* PROVIDED TEXT:
---+---

Those memories, among others, will live on for McKenna and the rest of the Grafton basketball program as it attempts to persevere through a season marred by tragedy.

Davis-Joiner, a 17-year-old senior with no prior health problems, died Monday night after collapsing a few minutes into practice. Despite attempts to resuscitate him from a nurse who was in the building, Davis-Joiner did not regain consciousness.

"This happened in front of both the boys and girls teams," McKenna said. "The thing that's really sad, not only for Josh's family, is these high school players had to watch their friend pass away in front of them. It's been tough."

McKenna, 44 and in his fifth season as Grafton coach, said Davis-Joiner was one of the team's most high-energy players, and he brought a work ethic to each practice that was unparalleled. When Davis-Joiner struggled with grades last season and did not play, he still came to every practice and worked at his grades until he could become a contributor on the team.

---+---

* RAW DATA:
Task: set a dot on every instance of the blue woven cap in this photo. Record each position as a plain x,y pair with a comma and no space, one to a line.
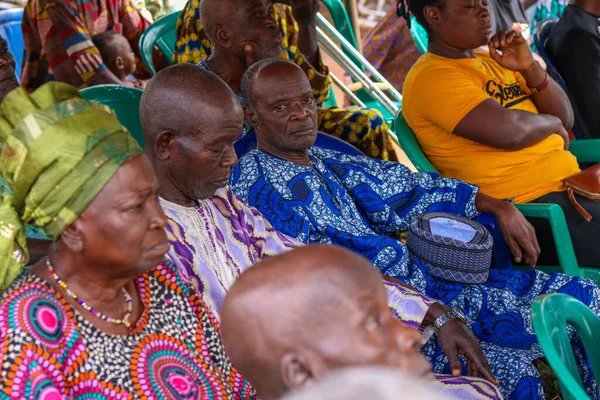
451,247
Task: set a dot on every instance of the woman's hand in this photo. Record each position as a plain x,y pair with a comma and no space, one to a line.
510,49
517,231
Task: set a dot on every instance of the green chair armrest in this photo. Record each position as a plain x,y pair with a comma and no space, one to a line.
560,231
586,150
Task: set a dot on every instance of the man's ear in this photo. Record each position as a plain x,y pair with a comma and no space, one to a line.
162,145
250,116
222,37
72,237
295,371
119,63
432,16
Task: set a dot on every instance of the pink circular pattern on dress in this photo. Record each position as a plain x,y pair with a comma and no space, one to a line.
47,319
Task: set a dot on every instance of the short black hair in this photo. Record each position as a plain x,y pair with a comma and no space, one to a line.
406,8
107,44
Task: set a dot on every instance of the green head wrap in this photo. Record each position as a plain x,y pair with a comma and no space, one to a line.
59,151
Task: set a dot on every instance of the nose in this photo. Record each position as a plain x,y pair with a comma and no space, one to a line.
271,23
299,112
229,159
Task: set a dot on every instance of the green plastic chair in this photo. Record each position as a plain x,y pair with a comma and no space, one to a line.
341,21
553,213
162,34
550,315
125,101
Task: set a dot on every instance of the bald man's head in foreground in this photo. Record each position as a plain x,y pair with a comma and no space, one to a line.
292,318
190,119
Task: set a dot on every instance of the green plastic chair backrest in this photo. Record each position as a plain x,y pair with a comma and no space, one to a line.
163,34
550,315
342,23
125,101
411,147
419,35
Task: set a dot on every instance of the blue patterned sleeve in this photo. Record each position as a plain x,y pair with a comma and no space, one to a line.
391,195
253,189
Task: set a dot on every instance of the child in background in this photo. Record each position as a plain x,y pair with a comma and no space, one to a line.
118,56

---+---

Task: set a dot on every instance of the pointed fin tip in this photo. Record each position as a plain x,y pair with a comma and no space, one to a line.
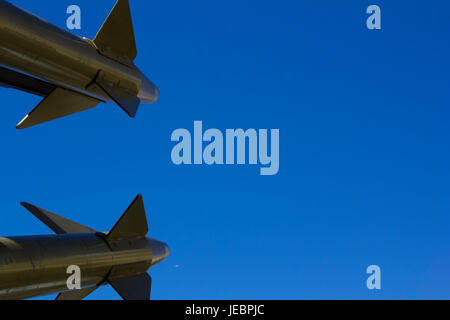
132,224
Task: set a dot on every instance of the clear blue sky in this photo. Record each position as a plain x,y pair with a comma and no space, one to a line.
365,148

---+---

* TASK REQUIREMENTS:
1) Render this sentence from the Grafton basketball article in Spanish: "Davis-Joiner, a 17-year-old senior with no prior health problems, died Monday night after collapsing a few minutes into practice."
2) Carry the Grafton basketball article forward past its final sentence.
The material plays no part in the work here.

* ANSWERS BY TASK:
1) Davis-Joiner, un estudiante de último año de 17 años sin problemas de salud previos, murió el lunes por la noche tras desplomarse a los pocos minutos de comenzar el entrenamiento.

2)
"He was a kid that didn't get a lot of the limelight, so to speak, didn't get a lot of headlines, but just did the dirty work and was one of those kids," said McKenna, a middle school social studies teacher at Saint Catherine School in Milwaukee. "He was basically the kid that had to guard the other team's best guard or forward and did it with pride. He did it with a ton of energy and knew that in order to be successful, somebody had to do that, and he was more than willing to be that player."

Davis-Joiner, a 6-foot-2 guard, was averaging 3.3 points per game, and his role was to provide a spark off the bench. His final basket at Grafton came during last Thursday's game against Milwaukee Lutheran, when he stole an inbounds pass at midcourt just before the end of the third quarter and raced in for a slam dunk that electrified the crowd.

"What's funny is you watch him try to throw down a dunk in practice, and it was not going to happen," McKenna said. "He'd sit there after practice and go, 'I'll get it.' Then finally after sheer exhaustion he'd say, "OK, I'll try again tomorrow night,' and he would. That's the kind of perseverance he had.

"I don't know if it was a preparation of things to come, being lifted up that extra step or just in the moment, but he threw down one heck of a dunk. If you're going to leave on a high note, Josh left on a high note."

In order to help students cope with the loss, extra counselors were brought in Tuesday to the school, which has an enrollment of 825. According to Grafton's school website, Davis-Joiner's funeral service will take place at 1:30 p.m. Saturday at Mason Temple Church of God in Christ in Milwaukee. Visitation is from 12:30 to 1:30 p.m.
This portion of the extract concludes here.